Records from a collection
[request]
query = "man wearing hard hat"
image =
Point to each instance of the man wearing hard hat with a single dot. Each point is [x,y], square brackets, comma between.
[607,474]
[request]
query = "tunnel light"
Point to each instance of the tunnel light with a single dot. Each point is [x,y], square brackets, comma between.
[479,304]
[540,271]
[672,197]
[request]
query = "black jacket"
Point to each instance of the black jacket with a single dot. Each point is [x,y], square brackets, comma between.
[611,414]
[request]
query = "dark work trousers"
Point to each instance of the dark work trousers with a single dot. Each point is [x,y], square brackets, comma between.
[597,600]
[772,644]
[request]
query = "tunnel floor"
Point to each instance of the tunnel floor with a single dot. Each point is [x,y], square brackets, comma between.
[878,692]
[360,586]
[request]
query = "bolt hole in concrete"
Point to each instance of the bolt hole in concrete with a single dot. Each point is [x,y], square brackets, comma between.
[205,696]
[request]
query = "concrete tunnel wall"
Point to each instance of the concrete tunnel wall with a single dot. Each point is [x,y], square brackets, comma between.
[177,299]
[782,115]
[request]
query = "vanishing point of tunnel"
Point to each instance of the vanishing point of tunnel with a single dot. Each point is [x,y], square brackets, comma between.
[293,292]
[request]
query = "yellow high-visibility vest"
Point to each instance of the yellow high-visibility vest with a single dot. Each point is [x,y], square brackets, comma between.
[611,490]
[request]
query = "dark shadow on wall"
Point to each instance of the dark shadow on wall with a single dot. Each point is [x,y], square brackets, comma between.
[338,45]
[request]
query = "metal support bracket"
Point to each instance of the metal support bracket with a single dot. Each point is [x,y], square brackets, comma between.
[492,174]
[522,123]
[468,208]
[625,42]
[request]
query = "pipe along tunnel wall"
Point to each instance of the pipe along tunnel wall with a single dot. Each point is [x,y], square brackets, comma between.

Exercise description => All of the lines above need to be given again exactly.

Solution =>
[request]
query = "man wearing hard hat"
image =
Point to each instance of the man wearing hard hat with a single dot. Each point is [x,y], square brackets, comma between.
[607,474]
[request]
query = "tunnel light"
Point to each instance of the tunnel light with a single dot. Each point is [x,y], square brackets, comma between.
[479,304]
[540,271]
[672,197]
[request]
query = "black jacket"
Point to each instance of the black jacket with a single dot. Each point is [x,y], square brackets, comma between.
[611,414]
[request]
query = "dark work trousers"
Point to each instance of the dark work trousers with a single dot. Each point is [x,y], square brackets, comma between.
[597,600]
[772,644]
[request]
query = "tunnel floor"
Point to each instance of the tunnel floor with a single dot. Each point is [x,y], square brackets, comma between.
[878,692]
[360,586]
[request]
query = "bolt hole in concrete"
Point to each instance of the bolt hole in concrete with a single dot. Each point is [x,y], square brackets, comma between.
[205,696]
[request]
query = "concrete tunnel wall"
Point to each instance of the concrete tunnel wall with a single dot. Each point is [x,y], square brackets, comma between.
[177,299]
[782,115]
[request]
query = "vanishing point of tunnel"
Point to each instance of the vanishing point of tunnel with a single dot. Each point is [x,y], square brackets, comma between.
[293,292]
[request]
query = "yellow high-visibility vest"
Point to each instance of the yellow high-visibility vest with a single dot. Each point is [x,y], square brackets, comma between.
[611,490]
[request]
query = "dark shadow on wall"
Point to each instance of the dark shadow on wall with a single dot. Each point is [x,y], square brackets, comma between.
[338,45]
[request]
query = "metal support bracket"
Point to each instance of the metal support bracket with a single dot. Each point is [x,y], square brackets, comma between.
[492,174]
[522,123]
[468,208]
[625,42]
[request]
query = "pipe along tunnel wall"
Point to each instance of the pipe along tunnel wall with a single dot. Each point is [x,y], square brackets, comma between.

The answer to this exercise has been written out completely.